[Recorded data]

--- --- ---

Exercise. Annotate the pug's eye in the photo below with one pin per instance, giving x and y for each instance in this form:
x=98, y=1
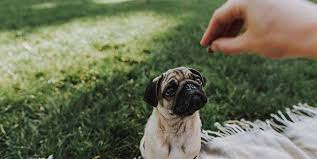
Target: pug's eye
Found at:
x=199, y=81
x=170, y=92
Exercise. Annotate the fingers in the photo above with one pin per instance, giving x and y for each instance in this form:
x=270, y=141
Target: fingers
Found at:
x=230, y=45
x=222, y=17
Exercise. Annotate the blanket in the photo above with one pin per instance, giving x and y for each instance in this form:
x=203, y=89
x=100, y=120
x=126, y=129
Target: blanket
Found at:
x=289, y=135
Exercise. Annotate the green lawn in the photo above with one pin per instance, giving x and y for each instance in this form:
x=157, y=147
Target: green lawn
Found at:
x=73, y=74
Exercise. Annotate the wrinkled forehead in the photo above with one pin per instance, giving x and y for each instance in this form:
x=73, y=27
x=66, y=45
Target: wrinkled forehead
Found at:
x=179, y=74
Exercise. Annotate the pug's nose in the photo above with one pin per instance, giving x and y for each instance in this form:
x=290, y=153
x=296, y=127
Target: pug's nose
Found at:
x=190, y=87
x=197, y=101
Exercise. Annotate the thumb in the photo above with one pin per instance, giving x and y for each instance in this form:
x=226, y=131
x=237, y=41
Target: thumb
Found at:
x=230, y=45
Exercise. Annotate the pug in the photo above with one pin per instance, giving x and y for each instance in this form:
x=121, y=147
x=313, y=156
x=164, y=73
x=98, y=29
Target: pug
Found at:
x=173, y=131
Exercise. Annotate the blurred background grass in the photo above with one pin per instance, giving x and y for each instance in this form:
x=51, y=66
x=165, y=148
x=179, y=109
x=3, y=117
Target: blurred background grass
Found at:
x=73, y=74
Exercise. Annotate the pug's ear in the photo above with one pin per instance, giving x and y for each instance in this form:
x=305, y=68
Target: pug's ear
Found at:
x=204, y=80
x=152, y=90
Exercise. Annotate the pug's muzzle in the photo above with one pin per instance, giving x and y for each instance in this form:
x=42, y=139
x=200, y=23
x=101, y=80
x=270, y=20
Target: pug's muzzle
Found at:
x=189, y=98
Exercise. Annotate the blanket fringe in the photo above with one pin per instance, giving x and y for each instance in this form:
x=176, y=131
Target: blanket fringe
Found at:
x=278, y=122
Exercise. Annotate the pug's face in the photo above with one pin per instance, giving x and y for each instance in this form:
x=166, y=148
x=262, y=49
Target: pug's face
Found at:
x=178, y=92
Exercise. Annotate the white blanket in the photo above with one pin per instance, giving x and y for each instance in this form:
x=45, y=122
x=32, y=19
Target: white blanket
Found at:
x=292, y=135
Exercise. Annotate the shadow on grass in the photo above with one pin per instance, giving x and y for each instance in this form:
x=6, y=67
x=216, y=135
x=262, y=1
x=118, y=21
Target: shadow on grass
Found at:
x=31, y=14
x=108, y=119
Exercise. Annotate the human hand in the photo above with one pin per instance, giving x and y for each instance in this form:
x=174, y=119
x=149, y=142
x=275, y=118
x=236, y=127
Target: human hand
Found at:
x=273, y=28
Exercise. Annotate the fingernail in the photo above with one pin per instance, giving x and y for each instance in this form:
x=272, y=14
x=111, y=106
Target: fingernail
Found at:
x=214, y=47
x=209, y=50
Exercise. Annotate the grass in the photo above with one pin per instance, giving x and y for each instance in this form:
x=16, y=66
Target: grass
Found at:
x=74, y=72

--- --- ---

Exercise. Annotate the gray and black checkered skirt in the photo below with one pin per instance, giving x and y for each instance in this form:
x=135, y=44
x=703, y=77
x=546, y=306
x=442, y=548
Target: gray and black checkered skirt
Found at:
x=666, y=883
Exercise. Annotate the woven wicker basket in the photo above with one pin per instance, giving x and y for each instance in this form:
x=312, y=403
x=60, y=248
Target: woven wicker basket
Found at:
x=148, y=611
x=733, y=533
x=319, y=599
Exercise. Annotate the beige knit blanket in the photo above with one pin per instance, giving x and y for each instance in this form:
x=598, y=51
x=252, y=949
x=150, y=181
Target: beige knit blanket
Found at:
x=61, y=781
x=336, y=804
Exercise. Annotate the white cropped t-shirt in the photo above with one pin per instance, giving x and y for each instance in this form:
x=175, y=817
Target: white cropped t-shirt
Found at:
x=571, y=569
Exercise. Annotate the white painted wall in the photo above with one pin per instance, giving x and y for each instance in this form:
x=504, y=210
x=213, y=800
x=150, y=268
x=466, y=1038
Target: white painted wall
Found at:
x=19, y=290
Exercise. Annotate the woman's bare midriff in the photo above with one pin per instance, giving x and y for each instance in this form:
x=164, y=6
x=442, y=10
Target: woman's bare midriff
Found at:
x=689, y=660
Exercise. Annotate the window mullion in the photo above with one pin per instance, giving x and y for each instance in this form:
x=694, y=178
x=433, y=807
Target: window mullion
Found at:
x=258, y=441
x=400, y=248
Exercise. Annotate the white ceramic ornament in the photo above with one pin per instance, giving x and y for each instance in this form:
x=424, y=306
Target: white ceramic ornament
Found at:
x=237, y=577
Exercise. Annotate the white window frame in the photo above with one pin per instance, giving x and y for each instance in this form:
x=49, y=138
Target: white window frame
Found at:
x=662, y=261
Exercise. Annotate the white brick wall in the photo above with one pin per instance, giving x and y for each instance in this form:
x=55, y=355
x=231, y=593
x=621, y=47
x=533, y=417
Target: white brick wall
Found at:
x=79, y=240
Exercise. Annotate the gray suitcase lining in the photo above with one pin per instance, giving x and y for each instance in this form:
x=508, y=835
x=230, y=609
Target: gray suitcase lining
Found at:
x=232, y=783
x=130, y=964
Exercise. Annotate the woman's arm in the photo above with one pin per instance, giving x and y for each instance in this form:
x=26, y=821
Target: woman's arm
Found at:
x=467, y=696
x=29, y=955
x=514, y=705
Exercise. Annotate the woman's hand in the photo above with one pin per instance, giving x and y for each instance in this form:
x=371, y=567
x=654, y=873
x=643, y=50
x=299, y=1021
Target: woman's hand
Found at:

--- --- ---

Required task: Can you recast the lines starting at "Exercise. Annotate the gray and" and ending at "x=237, y=577" as a Markdown table with the columns Row and Line, giving each line its row number and leaving out blank lines?

Output:
| Row | Line |
|---|---|
| 1 | Exercise. Annotate the gray and black checkered skirt in the photo below with one pin per instance, giving x and y for each instance in this form: |
| 2 | x=135, y=44 |
| 3 | x=703, y=77 |
| 4 | x=546, y=306 |
| 5 | x=442, y=548 |
| 6 | Target: gray and black checkered skirt |
| 7 | Found at: |
| 8 | x=666, y=883 |
| 9 | Exercise. Annotate the woven wicker basket in the photo above with one pin per instance, giving x and y for each instance in this form: |
| 10 | x=312, y=403 |
| 11 | x=60, y=248 |
| 12 | Target: woven wicker basket |
| 13 | Found at: |
| 14 | x=148, y=611 |
| 15 | x=733, y=533 |
| 16 | x=319, y=599 |
| 17 | Exercise. Annotate the beige knit blanket in the photo above with one pin per instance, giving x and y for each instance in this form: |
| 18 | x=598, y=51 |
| 19 | x=252, y=949 |
| 20 | x=150, y=181 |
| 21 | Target: beige knit blanket |
| 22 | Found at: |
| 23 | x=61, y=781 |
| 24 | x=336, y=804 |
| 25 | Exercise. Annotate the white cropped t-shirt in the photo above with one pin per instance, giving x and y for each instance in this form: |
| 26 | x=175, y=817 |
| 27 | Target: white cropped t-shirt |
| 28 | Found at: |
| 29 | x=571, y=569 |
| 30 | Exercise. Annotate the white painted wall in the photo above with one pin per instance, giving x and y for each instance in this form: |
| 31 | x=504, y=210 |
| 32 | x=213, y=800 |
| 33 | x=150, y=268 |
| 34 | x=466, y=1038 |
| 35 | Target: white painted wall |
| 36 | Found at: |
| 37 | x=19, y=290 |
| 38 | Exercise. Annotate the woman's bare midriff in the photo above with one pin per instance, giving x and y for each instance in this form: |
| 39 | x=164, y=6 |
| 40 | x=442, y=10 |
| 41 | Target: woman's bare midriff |
| 42 | Found at: |
| 43 | x=689, y=660 |
| 44 | Exercise. Annotate the window mullion in the photo above with one pin per instance, giving x and y for each instance in this form: |
| 45 | x=694, y=178 |
| 46 | x=433, y=807 |
| 47 | Target: window mullion |
| 48 | Found at: |
| 49 | x=258, y=441 |
| 50 | x=400, y=248 |
| 51 | Exercise. Annotate the white ceramic ornament in the photo above with one pin per instance, giving x and y for each instance in this form: |
| 52 | x=424, y=306 |
| 53 | Target: white ceramic ornament |
| 54 | Found at: |
| 55 | x=237, y=577 |